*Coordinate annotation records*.
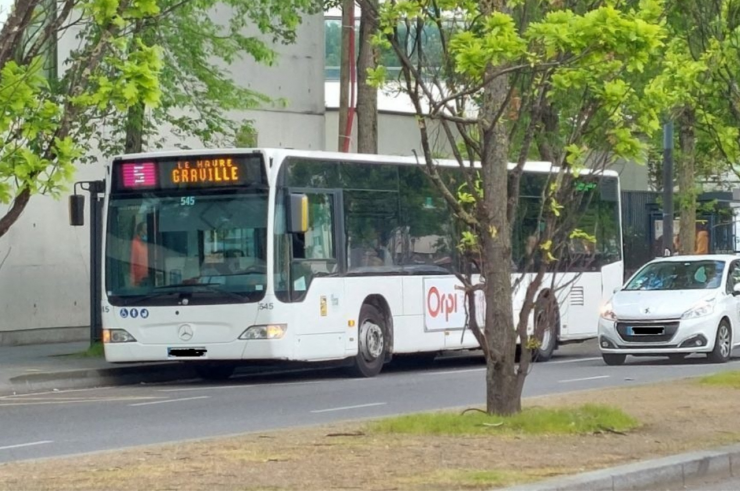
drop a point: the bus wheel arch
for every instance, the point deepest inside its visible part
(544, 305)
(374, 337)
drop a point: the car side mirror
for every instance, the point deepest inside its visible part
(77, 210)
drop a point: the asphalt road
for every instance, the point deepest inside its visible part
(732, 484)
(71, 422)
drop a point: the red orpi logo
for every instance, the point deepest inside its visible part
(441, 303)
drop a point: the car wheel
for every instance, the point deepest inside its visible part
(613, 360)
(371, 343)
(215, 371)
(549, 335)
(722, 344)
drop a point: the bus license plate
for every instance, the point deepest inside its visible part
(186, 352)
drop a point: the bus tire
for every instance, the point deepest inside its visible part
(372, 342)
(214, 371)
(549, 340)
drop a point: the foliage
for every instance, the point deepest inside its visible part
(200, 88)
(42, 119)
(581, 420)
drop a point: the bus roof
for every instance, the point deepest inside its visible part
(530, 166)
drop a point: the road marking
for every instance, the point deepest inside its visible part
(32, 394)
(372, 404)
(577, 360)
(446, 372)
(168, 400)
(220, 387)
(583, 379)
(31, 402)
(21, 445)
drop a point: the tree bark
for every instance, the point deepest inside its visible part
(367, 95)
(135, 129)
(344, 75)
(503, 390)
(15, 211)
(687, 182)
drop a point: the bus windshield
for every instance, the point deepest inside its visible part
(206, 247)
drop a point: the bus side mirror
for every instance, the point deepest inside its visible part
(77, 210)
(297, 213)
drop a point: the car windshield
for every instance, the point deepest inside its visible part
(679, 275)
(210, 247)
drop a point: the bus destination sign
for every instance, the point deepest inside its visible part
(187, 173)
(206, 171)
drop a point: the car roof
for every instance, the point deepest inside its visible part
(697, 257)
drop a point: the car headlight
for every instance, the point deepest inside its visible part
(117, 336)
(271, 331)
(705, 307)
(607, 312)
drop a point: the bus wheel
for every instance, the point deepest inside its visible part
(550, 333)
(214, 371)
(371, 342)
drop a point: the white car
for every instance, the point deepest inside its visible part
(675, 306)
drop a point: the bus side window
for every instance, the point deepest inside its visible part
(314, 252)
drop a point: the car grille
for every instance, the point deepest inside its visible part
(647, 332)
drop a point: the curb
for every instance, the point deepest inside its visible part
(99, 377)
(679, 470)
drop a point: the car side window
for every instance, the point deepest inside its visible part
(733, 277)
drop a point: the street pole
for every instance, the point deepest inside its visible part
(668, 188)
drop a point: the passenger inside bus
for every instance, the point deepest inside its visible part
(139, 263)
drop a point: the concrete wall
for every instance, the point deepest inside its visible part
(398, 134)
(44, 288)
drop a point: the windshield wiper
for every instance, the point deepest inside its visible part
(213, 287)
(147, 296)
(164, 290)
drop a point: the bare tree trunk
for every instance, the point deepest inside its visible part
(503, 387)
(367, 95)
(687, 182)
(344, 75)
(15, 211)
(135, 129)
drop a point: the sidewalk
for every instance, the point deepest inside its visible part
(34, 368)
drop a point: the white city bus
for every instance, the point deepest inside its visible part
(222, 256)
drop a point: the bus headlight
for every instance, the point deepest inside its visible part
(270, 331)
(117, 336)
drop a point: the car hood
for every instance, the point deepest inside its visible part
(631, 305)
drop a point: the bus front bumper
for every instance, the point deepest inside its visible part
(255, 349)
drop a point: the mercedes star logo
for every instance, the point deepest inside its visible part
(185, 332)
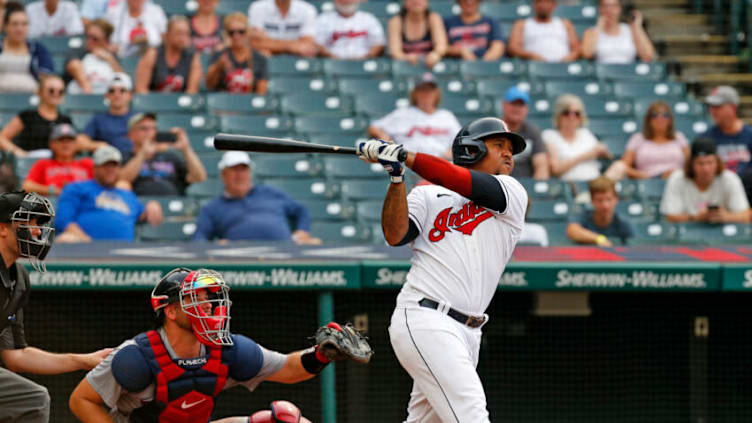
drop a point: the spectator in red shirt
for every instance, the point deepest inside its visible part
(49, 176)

*Task statement*. Leaving out every picture, transcribe exactly the lines from the line that contains "drop a point: the bare tree trunk" through the final line of the entries above.

*Full answer*.
drop a point: the bare tree trunk
for every instance, the point deepest inside its visible part
(503, 387)
(367, 95)
(687, 182)
(344, 75)
(15, 211)
(135, 129)
drop a point: the sidewalk
for every instance, the point deepest inside its visible part
(34, 368)
drop a point: the white city bus
for every instance, the point deepest inside its visible part
(222, 256)
drop a point: the bus headlight
for every instance, the point deepest inside its visible part
(270, 331)
(117, 336)
drop a point: the car hood
for every instance, the point deepest inside its visible part
(631, 305)
drop a point: the bus front bumper
for every instance, the point deepest inside its visible part
(255, 349)
drop a point: the mercedes star logo
for every instance, the point deepest inside its visible part
(185, 332)
drop a point: the spectator in red shirt
for every instance, the point deepest inside its visible part
(49, 176)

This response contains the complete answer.